- What is expected:
Reproduce every one of the following records verbatim, changing no character.
>> start Entries shown
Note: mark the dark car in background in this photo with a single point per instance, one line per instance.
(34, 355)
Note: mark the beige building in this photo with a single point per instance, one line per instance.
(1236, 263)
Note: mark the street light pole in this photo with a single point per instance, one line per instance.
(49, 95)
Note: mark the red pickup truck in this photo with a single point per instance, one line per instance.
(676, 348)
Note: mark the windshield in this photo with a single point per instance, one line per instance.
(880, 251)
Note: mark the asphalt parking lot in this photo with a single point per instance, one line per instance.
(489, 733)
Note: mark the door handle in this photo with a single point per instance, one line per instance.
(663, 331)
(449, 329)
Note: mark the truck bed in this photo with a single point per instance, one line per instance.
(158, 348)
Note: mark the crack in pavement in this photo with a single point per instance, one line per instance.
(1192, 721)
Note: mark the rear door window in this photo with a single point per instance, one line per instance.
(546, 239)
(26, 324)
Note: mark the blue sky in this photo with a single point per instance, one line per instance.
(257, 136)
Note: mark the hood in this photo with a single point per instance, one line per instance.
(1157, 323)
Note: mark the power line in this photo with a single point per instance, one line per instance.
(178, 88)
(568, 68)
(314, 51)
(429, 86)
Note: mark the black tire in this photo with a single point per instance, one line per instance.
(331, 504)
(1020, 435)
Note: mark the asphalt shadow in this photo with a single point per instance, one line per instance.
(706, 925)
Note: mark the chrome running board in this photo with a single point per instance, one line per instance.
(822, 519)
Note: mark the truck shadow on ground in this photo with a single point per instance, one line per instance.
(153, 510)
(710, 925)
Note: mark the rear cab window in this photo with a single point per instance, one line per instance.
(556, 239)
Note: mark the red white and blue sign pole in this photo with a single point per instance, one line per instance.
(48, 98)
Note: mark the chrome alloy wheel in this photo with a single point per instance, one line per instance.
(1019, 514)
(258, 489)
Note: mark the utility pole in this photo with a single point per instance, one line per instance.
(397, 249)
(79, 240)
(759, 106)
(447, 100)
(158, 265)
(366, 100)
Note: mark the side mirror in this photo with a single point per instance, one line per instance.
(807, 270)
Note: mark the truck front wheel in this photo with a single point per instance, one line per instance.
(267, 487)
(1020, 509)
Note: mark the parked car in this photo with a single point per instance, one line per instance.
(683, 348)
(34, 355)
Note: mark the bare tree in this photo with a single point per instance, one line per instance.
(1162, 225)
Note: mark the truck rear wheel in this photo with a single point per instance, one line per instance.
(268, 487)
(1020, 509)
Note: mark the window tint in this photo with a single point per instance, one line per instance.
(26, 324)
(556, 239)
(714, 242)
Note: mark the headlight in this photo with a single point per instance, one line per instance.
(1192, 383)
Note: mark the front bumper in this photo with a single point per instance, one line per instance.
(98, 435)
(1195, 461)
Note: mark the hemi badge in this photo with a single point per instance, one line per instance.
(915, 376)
>> end Entries shown
- Answer to the task:
Note: mark the dark car in background in this photo with a single point per instance, one line per instance.
(34, 355)
Note: mark the beige building in this photo with a single point per instance, one line per instance.
(1236, 263)
Note: mark the street light pole in this photo with a single point per instance, one line per instance.
(49, 95)
Note: mark the red pickup truck in this photo with a single point per instance, one line per instance.
(676, 348)
Note: mark the windshield in this photo with a single point per instance, one line per instance.
(880, 251)
Note: mark the asphalt parking lot in this photo with a single point per instance, one line per instance.
(489, 733)
Note: mark the door handle in this photo with a single point per instance, one line per instance.
(663, 331)
(449, 329)
Note: mark the truck bed in this photo with a single point per instance, one line per instance.
(158, 348)
Note: mark the crack in pavement in this photo with a single point per instance, one line per instance.
(1192, 721)
Note: mark the rear door window in this photo with a single point per instance, one line per instance.
(546, 239)
(26, 324)
Note: mark the blue sky in this photo with a single point per instance, one line per instance.
(257, 136)
Note: mark the hood in this photo with a single point per instance, one line per instance.
(1157, 323)
Note: mark the power line in this photo with a single point per instance, one line per instance.
(178, 88)
(568, 68)
(314, 51)
(429, 86)
Note: mark the black tire in this photo with a single point per instance, one line per instance.
(331, 504)
(1020, 435)
Note: mark the asphalt shadow in this photo with a single point per instance, one line per instance.
(706, 925)
Note: mark the chrome running board in this photo with a single point per instance, one line per instance.
(822, 519)
Note: mark the truck shadow on ground in this photo with a single point per instance, one line per instance.
(153, 510)
(710, 925)
Note: mark the rear cab window in this photo with a single point per instance, one line per instance.
(556, 239)
Note: mark the red white and blue sign pole in this photo with a single point per instance, one line per instance.
(48, 98)
Note: mark the chrome alloy wheel in this photo with a single point per instance, one line per instance.
(1019, 514)
(258, 489)
Note: mark the utility pole in this photo with a single point per instance, one line per instance.
(397, 249)
(79, 240)
(759, 106)
(447, 100)
(158, 265)
(366, 100)
Note: mark the side mirror in this photo with a single point per instance, one line per instance.
(807, 270)
Note: mark the truck front wheel in this photo with a single point per instance, one line per instance.
(267, 487)
(1020, 509)
Note: mark the parked car in this photo with a single point per instance, one line per instance.
(683, 348)
(34, 355)
Note: mark the bare tree in this photo with a single point per instance, one line per instance.
(1162, 225)
Note: mark the truck rear wheel in this photo with a single point per instance, one line per instance.
(268, 487)
(1020, 509)
Note: mark the window tint in this photo with a single point per instance, one line per instance.
(26, 324)
(556, 239)
(714, 242)
Note: mark the headlight in this photo with a single point per instance, one line per instance.
(1192, 383)
Note: mark the front bumper in this photo with a single point per instance, one line per instance.
(98, 435)
(1195, 461)
Note: mark the hemi badge in this photo with a single point per instance, one line per instance.
(915, 376)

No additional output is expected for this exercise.